Task to complete =>
Below are some records; print every one of them exactly.

-*-*-

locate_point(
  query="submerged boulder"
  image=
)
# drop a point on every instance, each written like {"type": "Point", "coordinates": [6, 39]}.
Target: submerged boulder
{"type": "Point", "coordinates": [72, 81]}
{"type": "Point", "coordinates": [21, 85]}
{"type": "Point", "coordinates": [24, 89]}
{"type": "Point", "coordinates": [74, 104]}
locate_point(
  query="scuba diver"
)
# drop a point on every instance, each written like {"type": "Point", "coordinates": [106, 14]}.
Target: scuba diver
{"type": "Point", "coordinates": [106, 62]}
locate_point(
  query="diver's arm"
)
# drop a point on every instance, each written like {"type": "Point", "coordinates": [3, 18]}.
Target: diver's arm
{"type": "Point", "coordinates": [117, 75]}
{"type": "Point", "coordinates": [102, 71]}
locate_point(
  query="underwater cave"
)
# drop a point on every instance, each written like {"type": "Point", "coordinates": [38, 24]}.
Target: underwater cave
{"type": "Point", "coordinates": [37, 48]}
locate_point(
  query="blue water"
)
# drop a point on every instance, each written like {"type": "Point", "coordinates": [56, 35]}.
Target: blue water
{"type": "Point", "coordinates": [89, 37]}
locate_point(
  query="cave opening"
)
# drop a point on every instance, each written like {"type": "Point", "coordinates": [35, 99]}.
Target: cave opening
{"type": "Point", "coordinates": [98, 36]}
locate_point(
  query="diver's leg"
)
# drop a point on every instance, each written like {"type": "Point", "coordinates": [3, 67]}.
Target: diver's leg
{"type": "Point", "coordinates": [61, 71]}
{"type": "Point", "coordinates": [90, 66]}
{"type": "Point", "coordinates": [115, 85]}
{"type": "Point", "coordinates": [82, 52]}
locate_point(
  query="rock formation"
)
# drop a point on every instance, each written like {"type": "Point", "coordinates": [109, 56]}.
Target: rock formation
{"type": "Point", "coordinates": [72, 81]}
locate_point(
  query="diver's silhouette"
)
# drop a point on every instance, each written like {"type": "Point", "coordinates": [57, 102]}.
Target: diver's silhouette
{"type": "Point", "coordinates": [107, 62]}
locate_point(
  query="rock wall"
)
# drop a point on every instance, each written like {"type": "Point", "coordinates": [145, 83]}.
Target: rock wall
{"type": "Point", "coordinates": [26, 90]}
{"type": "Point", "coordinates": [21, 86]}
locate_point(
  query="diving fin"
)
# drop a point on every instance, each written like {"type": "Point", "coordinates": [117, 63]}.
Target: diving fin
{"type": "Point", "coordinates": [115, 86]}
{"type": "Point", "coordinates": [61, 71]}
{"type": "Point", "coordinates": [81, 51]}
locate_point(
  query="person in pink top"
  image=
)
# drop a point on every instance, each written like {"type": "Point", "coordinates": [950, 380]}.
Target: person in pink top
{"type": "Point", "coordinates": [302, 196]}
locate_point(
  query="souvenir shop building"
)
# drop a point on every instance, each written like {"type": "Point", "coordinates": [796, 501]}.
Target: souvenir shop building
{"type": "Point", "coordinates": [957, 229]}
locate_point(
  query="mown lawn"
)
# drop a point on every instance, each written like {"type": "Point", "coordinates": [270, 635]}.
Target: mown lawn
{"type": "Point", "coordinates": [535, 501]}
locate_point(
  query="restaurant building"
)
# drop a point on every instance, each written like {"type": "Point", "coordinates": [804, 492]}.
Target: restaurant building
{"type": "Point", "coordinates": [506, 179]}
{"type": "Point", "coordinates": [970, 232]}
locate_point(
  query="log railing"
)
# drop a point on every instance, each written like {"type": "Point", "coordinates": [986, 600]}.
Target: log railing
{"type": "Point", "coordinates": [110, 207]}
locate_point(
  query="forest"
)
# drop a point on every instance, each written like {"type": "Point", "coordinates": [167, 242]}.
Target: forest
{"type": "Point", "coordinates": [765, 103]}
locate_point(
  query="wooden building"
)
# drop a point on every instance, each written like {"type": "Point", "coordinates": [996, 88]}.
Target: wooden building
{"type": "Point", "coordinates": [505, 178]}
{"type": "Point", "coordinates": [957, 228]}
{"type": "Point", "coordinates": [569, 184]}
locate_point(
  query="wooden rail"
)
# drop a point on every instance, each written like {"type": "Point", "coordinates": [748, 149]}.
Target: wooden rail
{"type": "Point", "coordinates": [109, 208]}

-*-*-

Exercise response =>
locate_point(
  query="submerged boulder"
  image=
)
# drop a point on every instance, each written like {"type": "Point", "coordinates": [6, 39]}.
Target: submerged boulder
{"type": "Point", "coordinates": [72, 81]}
{"type": "Point", "coordinates": [21, 85]}
{"type": "Point", "coordinates": [24, 89]}
{"type": "Point", "coordinates": [74, 104]}
locate_point(
  query="scuba diver"
)
# drop a point on every instance, each written like {"type": "Point", "coordinates": [106, 14]}.
Target: scuba diver
{"type": "Point", "coordinates": [106, 62]}
locate_point(
  query="diver's arm"
)
# drop a point on every instance, each written like {"type": "Point", "coordinates": [3, 18]}.
Target: diver's arm
{"type": "Point", "coordinates": [117, 75]}
{"type": "Point", "coordinates": [102, 71]}
locate_point(
  query="underwater cave"
)
# drop a point on every instance, each written like {"type": "Point", "coordinates": [38, 24]}.
Target: underwater cave
{"type": "Point", "coordinates": [37, 48]}
locate_point(
  query="blue water"
)
# drop a point on every instance, each written like {"type": "Point", "coordinates": [56, 35]}.
Target: blue water
{"type": "Point", "coordinates": [89, 37]}
locate_point(
  query="cave opening"
)
# drop a point on every instance, each written like {"type": "Point", "coordinates": [35, 99]}.
Target: cave opening
{"type": "Point", "coordinates": [98, 36]}
locate_point(
  query="diver's leg"
)
# drop a point on every instance, each written like {"type": "Point", "coordinates": [3, 67]}.
Target: diver's leg
{"type": "Point", "coordinates": [61, 71]}
{"type": "Point", "coordinates": [90, 66]}
{"type": "Point", "coordinates": [115, 85]}
{"type": "Point", "coordinates": [82, 52]}
locate_point(
  query="rock formation"
)
# drop a point on every instance, each written like {"type": "Point", "coordinates": [109, 56]}.
Target: rock formation
{"type": "Point", "coordinates": [72, 81]}
locate_point(
  query="diver's silhouette"
)
# drop a point on every instance, each written like {"type": "Point", "coordinates": [57, 102]}.
Target: diver's silhouette
{"type": "Point", "coordinates": [107, 62]}
locate_point(
  query="rock wall"
)
# drop a point on every instance, each written like {"type": "Point", "coordinates": [145, 83]}.
Target: rock wall
{"type": "Point", "coordinates": [26, 90]}
{"type": "Point", "coordinates": [21, 86]}
locate_point(
  query="diving fin"
)
# drop a point on every instance, each written like {"type": "Point", "coordinates": [117, 63]}.
Target: diving fin
{"type": "Point", "coordinates": [115, 86]}
{"type": "Point", "coordinates": [61, 71]}
{"type": "Point", "coordinates": [81, 51]}
locate_point(
  query="person in pink top"
  image=
)
# drop a point on every instance, each written like {"type": "Point", "coordinates": [950, 380]}.
Target: person in pink top
{"type": "Point", "coordinates": [302, 196]}
locate_point(
  query="souvenir shop building"
)
# drop a point on every instance, each written like {"type": "Point", "coordinates": [796, 501]}.
Target: souvenir shop building
{"type": "Point", "coordinates": [957, 229]}
locate_point(
  query="mown lawn"
)
# drop a point on every instance, each written like {"type": "Point", "coordinates": [270, 635]}.
Target: mown lawn
{"type": "Point", "coordinates": [535, 501]}
locate_point(
  query="restaurant building"
)
# drop a point on every instance, each written like {"type": "Point", "coordinates": [804, 492]}.
Target: restaurant building
{"type": "Point", "coordinates": [506, 179]}
{"type": "Point", "coordinates": [970, 232]}
locate_point(
  query="log railing"
)
# drop a point on every instance, each written like {"type": "Point", "coordinates": [986, 600]}.
Target: log railing
{"type": "Point", "coordinates": [110, 207]}
locate_point(
  query="forest"
)
# drop a point on every instance, each written like {"type": "Point", "coordinates": [167, 242]}.
Target: forest
{"type": "Point", "coordinates": [765, 103]}
locate_point(
  query="wooden building"
)
# drop a point on every instance, each written like {"type": "Point", "coordinates": [996, 88]}.
Target: wooden building
{"type": "Point", "coordinates": [505, 178]}
{"type": "Point", "coordinates": [957, 228]}
{"type": "Point", "coordinates": [569, 184]}
locate_point(
  query="wooden rail"
)
# drop a point on every instance, each written like {"type": "Point", "coordinates": [748, 149]}.
Target: wooden rail
{"type": "Point", "coordinates": [109, 208]}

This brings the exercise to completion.